● **Task prompt**:
Line by line, please look for the word "keypoint" in the following records, then copy each line you find it in.

Collection entries:
..........
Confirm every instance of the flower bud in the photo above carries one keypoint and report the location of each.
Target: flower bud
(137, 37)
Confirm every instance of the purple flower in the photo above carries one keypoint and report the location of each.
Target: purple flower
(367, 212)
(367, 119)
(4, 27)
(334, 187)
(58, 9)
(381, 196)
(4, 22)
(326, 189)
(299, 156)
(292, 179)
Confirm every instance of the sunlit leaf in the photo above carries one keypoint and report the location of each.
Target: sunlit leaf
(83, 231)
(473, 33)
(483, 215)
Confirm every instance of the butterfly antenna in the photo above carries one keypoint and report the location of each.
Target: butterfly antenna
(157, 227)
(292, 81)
..........
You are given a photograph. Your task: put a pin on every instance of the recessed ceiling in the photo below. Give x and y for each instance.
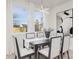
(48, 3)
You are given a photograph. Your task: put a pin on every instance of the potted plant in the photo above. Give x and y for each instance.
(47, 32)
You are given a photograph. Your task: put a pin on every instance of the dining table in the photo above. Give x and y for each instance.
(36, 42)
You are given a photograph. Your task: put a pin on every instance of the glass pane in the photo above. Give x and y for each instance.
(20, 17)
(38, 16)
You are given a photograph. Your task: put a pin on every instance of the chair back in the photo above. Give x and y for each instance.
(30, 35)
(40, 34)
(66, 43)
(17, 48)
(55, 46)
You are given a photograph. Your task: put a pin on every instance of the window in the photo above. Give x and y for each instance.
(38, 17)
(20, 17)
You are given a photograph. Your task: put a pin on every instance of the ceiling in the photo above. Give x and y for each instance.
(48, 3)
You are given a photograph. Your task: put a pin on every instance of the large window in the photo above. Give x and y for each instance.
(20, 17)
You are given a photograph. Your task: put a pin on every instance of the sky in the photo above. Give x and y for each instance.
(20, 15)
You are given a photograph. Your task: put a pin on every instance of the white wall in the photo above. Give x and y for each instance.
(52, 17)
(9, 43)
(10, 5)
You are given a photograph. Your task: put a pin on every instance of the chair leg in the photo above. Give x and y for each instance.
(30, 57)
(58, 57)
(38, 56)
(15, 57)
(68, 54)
..........
● **Output**:
Confirm every instance of the flower bud in the photo above carries one keypoint and report the location of each.
Confirm every instance of the purple flower in the photo above carries one keypoint and report the location of each.
Confirm every instance of the sunlit leaf in the photo above carries one keypoint and report the location of each.
Confirm every instance of the butterfly antenna in the photo above carries one keypoint and report the location of each.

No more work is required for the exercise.